* _PROBLEM TO WORK ON_:
All records are to be retyped faithfully and completely.

* _Collected data_:
☆ ☆ ☆ ☆
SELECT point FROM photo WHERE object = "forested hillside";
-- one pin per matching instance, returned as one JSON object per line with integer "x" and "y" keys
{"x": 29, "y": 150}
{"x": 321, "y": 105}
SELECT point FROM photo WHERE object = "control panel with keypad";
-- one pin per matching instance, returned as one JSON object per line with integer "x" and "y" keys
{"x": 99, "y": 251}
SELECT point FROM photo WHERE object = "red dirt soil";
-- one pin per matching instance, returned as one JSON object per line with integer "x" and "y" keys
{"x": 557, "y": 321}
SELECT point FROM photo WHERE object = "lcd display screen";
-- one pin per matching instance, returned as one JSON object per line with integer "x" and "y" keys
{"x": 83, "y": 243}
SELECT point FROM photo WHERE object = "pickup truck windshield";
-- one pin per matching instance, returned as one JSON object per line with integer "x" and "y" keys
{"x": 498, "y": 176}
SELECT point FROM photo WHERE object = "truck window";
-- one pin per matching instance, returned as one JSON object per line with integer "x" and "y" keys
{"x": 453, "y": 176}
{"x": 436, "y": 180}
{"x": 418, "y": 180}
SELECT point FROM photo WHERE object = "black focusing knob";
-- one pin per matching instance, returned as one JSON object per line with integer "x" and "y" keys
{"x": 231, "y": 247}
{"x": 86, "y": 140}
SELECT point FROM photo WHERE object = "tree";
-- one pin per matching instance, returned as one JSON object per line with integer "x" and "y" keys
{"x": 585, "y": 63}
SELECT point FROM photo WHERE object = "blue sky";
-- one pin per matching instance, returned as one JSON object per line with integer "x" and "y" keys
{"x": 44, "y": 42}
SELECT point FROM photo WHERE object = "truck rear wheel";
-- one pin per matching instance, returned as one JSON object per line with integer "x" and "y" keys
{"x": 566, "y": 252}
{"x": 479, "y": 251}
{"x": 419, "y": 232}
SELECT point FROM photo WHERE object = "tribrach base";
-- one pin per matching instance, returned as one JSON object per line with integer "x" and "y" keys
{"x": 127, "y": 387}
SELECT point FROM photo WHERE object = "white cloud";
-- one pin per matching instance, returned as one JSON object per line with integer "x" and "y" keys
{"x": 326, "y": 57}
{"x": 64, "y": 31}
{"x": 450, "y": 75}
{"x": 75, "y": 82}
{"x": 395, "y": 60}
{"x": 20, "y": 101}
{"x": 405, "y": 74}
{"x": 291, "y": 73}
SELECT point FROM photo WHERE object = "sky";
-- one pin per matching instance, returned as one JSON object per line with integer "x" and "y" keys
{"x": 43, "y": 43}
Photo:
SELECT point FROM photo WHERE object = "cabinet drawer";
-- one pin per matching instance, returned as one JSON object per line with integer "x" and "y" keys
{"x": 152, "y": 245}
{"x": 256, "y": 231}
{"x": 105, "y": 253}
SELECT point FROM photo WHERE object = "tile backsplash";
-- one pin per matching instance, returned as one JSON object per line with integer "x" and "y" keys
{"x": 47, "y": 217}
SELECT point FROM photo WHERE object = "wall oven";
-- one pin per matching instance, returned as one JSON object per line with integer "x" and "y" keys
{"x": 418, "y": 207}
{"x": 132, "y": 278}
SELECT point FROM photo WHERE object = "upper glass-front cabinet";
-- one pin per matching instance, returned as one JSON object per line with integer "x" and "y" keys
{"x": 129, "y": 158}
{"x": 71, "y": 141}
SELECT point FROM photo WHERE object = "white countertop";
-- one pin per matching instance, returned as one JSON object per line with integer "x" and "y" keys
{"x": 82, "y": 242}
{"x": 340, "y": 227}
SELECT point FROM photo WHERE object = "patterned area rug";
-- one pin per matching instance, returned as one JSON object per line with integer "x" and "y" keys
☆ ☆ ☆ ☆
* _THE SOLUTION_:
SELECT point FROM photo WHERE object = "forested hillside";
-- one pin per matching instance, returned as one JSON object per line with integer "x" and "y" keys
{"x": 29, "y": 150}
{"x": 321, "y": 105}
SELECT point FROM photo WHERE object = "control panel with keypad";
-- one pin per matching instance, returned as one JSON object per line with integer "x" and "y" keys
{"x": 99, "y": 251}
SELECT point FROM photo WHERE object = "red dirt soil";
-- one pin per matching instance, returned as one JSON object per line with integer "x" and "y" keys
{"x": 557, "y": 321}
SELECT point FROM photo WHERE object = "lcd display screen";
-- one pin per matching instance, returned as one JSON object per line with integer "x" and "y" keys
{"x": 83, "y": 243}
SELECT point FROM photo WHERE object = "pickup truck windshield";
-- one pin per matching instance, returned as one JSON object per line with integer "x" and "y" keys
{"x": 498, "y": 176}
SELECT point FROM photo WHERE object = "truck window";
-- one pin per matching instance, returned as one JSON object per line with integer "x" and "y" keys
{"x": 453, "y": 176}
{"x": 436, "y": 180}
{"x": 418, "y": 180}
SELECT point FROM photo WHERE object = "black focusing knob";
-- one pin per matching instance, returned as one JSON object per line with integer "x" and "y" keys
{"x": 231, "y": 247}
{"x": 86, "y": 140}
SELECT point FROM photo WHERE object = "tree";
-- one pin per matching instance, returned as one JSON object per line with integer "x" and "y" keys
{"x": 585, "y": 63}
SELECT point FROM photo WHERE object = "blue sky";
-- one pin per matching instance, returned as one JSON object per line with integer "x" and "y" keys
{"x": 44, "y": 42}
SELECT point FROM photo WHERE object = "truck rear wheel";
-- one pin per matching instance, returned as one JSON object per line with integer "x" and "y" keys
{"x": 566, "y": 252}
{"x": 479, "y": 251}
{"x": 419, "y": 232}
SELECT point FROM photo WHERE object = "tribrach base";
-- one pin per matching instance, returned as one JSON object per line with integer "x" and "y" keys
{"x": 127, "y": 387}
SELECT point FROM photo WHERE object = "white cloud";
-- one pin per matching instance, returned as one JSON object per line with integer "x" and "y" keys
{"x": 326, "y": 57}
{"x": 64, "y": 31}
{"x": 450, "y": 75}
{"x": 75, "y": 82}
{"x": 395, "y": 60}
{"x": 20, "y": 101}
{"x": 405, "y": 74}
{"x": 291, "y": 73}
SELECT point FROM photo WHERE object = "sky";
-- one pin per matching instance, returned as one JSON object per line with integer "x" and "y" keys
{"x": 43, "y": 43}
Photo:
SELECT point FROM photo WHERE object = "cabinet drawer";
-- one pin per matching instance, returned as one JSON object per line with integer "x" and "y" keys
{"x": 152, "y": 245}
{"x": 256, "y": 231}
{"x": 105, "y": 253}
SELECT point FROM photo WHERE object = "tile backsplash";
-- one pin per matching instance, returned as one JSON object per line with integer "x" and "y" keys
{"x": 47, "y": 217}
SELECT point FROM photo WHERE object = "wall oven";
-- one pin per matching instance, returned as one JSON object per line with integer "x" and "y" keys
{"x": 418, "y": 207}
{"x": 132, "y": 278}
SELECT point FROM photo WHERE object = "upper glass-front cabinet";
-- one pin per matching instance, returned as one JSON object per line with integer "x" and "y" keys
{"x": 129, "y": 158}
{"x": 71, "y": 141}
SELECT point FROM photo WHERE object = "white countertop";
-- one pin per matching instance, returned as one JSON object per line with integer "x" and "y" keys
{"x": 82, "y": 242}
{"x": 340, "y": 227}
SELECT point FROM photo WHERE object = "patterned area rug";
-- one pin per matching instance, returned as one JSON object per line with integer "x" and "y" keys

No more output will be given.